____ Recorded data

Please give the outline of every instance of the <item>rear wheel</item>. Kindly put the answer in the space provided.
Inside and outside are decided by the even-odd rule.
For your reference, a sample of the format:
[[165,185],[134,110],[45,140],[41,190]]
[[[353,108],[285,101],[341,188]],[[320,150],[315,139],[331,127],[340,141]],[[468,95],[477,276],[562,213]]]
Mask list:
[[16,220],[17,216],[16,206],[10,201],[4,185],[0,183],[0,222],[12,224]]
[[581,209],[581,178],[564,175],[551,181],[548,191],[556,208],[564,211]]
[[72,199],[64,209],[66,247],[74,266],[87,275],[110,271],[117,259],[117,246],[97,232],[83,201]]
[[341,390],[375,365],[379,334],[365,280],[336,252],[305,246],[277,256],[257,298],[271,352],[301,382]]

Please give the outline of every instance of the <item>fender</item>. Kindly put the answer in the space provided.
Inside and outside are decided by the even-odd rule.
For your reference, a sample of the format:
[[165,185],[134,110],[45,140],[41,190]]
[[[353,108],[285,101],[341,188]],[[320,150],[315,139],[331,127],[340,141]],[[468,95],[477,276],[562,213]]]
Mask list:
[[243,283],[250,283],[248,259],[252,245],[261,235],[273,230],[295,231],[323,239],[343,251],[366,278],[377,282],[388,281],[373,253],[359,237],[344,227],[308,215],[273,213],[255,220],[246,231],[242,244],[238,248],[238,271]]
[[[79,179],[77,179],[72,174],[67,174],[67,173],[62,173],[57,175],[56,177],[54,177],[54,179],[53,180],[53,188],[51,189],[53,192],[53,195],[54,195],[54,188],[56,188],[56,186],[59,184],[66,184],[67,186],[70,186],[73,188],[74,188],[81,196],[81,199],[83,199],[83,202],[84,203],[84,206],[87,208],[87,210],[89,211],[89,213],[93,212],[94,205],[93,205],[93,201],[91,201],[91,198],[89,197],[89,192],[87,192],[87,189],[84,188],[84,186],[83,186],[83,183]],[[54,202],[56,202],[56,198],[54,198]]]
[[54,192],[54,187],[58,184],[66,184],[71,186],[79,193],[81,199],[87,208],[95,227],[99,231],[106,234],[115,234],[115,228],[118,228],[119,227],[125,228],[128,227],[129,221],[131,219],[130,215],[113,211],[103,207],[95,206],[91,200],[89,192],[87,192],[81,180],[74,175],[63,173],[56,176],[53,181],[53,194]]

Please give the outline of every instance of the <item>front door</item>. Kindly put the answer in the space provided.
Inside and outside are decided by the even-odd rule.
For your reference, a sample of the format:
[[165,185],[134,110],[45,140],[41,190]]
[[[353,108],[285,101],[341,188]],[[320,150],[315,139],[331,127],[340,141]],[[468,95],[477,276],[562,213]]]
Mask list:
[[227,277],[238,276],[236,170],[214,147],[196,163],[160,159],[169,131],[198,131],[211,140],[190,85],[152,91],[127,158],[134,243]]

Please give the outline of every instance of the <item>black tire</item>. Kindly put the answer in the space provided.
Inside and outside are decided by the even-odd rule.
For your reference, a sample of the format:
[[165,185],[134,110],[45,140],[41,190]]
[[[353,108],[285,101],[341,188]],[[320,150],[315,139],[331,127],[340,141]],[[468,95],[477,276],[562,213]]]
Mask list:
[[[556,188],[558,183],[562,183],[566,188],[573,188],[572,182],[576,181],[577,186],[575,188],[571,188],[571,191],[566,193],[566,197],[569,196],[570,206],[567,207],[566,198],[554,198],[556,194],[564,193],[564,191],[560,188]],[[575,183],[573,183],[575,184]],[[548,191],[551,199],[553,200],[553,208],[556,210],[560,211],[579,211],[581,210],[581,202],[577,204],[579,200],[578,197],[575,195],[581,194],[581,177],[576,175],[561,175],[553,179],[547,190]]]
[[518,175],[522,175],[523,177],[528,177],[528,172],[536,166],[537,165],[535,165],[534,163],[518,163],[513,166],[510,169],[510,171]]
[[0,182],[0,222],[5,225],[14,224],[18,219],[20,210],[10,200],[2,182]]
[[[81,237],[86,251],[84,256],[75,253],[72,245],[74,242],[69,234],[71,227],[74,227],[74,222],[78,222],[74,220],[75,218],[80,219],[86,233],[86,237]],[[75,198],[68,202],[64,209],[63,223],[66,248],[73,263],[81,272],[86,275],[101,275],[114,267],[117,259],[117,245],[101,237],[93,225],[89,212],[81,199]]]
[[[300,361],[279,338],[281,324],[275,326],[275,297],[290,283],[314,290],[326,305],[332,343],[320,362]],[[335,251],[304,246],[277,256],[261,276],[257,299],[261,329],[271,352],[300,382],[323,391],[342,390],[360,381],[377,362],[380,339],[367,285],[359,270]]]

________

Could you lay out every line from the one containing "Please give the outline of every instance of the <item>black" through the end of the data, inclusive, as a JSON list of strings with one string per line and blank lines omitted?

[
  "Please give the outline of every instance of the <item>black tire</item>. Kindly put the answer in the space provided.",
  "Inside and outside are decided by the even-odd rule.",
  "For your reference, a sample of the format:",
  "[[165,185],[134,110],[45,140],[41,190]]",
  "[[[353,108],[285,101],[341,188]],[[320,150],[315,139],[331,127],[340,141]],[[468,95],[477,276],[562,213]]]",
  "Mask list:",
  "[[[556,188],[558,183],[562,183],[566,188],[573,188],[572,182],[576,181],[577,186],[575,188],[571,188],[571,191],[566,193],[566,197],[569,196],[570,206],[567,207],[566,198],[554,198],[556,194],[564,193],[564,191],[560,188]],[[575,183],[573,183],[575,184]],[[548,191],[551,199],[553,200],[553,208],[556,210],[560,211],[579,211],[581,210],[581,202],[577,204],[579,200],[578,197],[575,195],[581,194],[581,177],[576,175],[561,175],[553,179],[547,190]]]",
  "[[518,175],[522,175],[523,177],[528,177],[528,172],[536,166],[537,165],[535,165],[534,163],[518,163],[513,166],[510,169],[510,171]]",
  "[[0,182],[0,222],[5,225],[14,224],[18,219],[20,210],[10,200],[2,182]]",
  "[[[81,237],[86,251],[84,256],[75,253],[72,245],[74,242],[69,234],[71,227],[74,227],[74,222],[78,222],[74,220],[75,218],[80,219],[86,233],[86,237]],[[75,198],[68,202],[64,209],[63,223],[66,248],[73,263],[81,272],[86,275],[101,275],[114,267],[117,259],[117,245],[101,237],[93,225],[89,212],[81,199]]]",
  "[[[300,361],[279,338],[281,324],[275,326],[275,297],[290,283],[314,290],[326,305],[332,343],[320,362]],[[335,251],[304,246],[277,256],[261,276],[257,299],[261,329],[271,352],[300,382],[323,391],[342,390],[360,381],[377,362],[380,339],[367,285],[359,270]]]"
]